Source extract:
First time in many years that so many deaths have been attributed to a virus
While Gujarat officials are grappling with the death of 21 lions in the last month, wildlife experts say that more than the numbers it’s the fear of a mutation in a virus as the likely cause of deaths that’s perturbing.
In 1994, the Canine Distemper Virus (CDV) was responsible for an epidemic in the Serengetti region of Africa, where 1,000 lions died in 3 weeks. While the virus abounds in local tiger populations in Gujarat and is linked to deaths every year, this year it has seen a spike.
This is the first time in years, that so many deaths have been attributed to the virus, said Y.S. Jhala, a senior scientist, an expert on lions, at the Wildlife Institute of India.
“Rumours are that it maybe a new mutation …that may have jumped a host from dogs to lions. But it’s still to be confirmed,” he said in a phone conversation.
The WII, which is a body under the Union Environment Ministry, had sent a member as part of a Central team to investigate the lion deaths.
The last lion census in 2015 recorded 523 individuals and with a 3% growth, there were about 600 at present, said H.S. Singh, a member of the National Board for Wildlife. However, every year 80-90 lions died due to various causes. “For members in the cat family, a 20% (annual) death rate would still see the species’ overall numbers increase,” Mr. Singh told The Media. Last year there were 100 deaths and before that 80, he added.
There’s no official estimate so far of how many lions have died this year.
Because many of the Gir lions live outside protected areas and are in contact with domestic dwellings, their susceptibility to new pathogens has risen, he said.
Being a virus, there’s no specific treatment and the government was importing a vaccine from the United States as a preventive measure against future outbreaks. Mr. Jhala cautioned against the use of a vaccine.
“It would be stupid to vaccinate wild lions because it’s likely to compromise their immunity against future infections. These are wild animals and not ones in a zoo,” he added.
According to the State Forest Department, 11 lions died between September 12 to 19 in Gir’s Dalkhania and Jasadhar range. Out of those 11 deaths, carcasses of seven lions were found in the forest areas while four lions died during treatment.
Moreover between September 20 to 30, 10 more lions rescued from Dalkhania range have died during the treatment, taking the toll to 21.

Dataset excerpts:

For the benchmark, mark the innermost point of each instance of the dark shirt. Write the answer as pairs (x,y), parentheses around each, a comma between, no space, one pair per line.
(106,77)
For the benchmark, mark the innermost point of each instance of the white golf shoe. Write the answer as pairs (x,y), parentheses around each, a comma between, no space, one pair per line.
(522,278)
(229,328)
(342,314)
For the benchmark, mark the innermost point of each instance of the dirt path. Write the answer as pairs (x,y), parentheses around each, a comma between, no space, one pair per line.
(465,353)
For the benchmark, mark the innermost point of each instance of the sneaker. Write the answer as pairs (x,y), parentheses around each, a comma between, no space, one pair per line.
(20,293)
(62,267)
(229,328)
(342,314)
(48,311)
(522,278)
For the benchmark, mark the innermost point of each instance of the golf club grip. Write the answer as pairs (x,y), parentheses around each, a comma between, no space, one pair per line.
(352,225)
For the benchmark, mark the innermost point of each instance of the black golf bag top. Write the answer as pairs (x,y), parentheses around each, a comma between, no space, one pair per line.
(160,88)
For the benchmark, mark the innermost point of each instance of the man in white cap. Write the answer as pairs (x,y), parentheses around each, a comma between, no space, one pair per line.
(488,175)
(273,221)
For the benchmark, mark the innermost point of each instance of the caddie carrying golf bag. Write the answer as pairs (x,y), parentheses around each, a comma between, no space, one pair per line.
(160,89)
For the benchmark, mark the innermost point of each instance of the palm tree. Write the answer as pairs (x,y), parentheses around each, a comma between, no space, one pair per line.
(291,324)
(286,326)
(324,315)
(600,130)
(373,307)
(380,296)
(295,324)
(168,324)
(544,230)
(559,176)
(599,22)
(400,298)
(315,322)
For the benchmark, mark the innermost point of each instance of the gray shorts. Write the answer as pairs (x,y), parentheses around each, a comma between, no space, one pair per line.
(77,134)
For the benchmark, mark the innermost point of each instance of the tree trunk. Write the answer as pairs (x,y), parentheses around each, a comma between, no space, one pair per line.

Required action: Reproduce, word for word, the passage of the lion deaths article above that begins with the words "Being a virus, there’s" and ends with "toll to 21.".

Answer:
Being a virus, there’s no specific treatment and the government was importing a vaccine from the United States as a preventive measure against future outbreaks. Mr. Jhala cautioned against the use of a vaccine.
“It would be stupid to vaccinate wild lions because it’s likely to compromise their immunity against future infections. These are wild animals and not ones in a zoo,” he added.
According to the State Forest Department, 11 lions died between September 12 to 19 in Gir’s Dalkhania and Jasadhar range. Out of those 11 deaths, carcasses of seven lions were found in the forest areas while four lions died during treatment.
Moreover between September 20 to 30, 10 more lions rescued from Dalkhania range have died during the treatment, taking the toll to 21.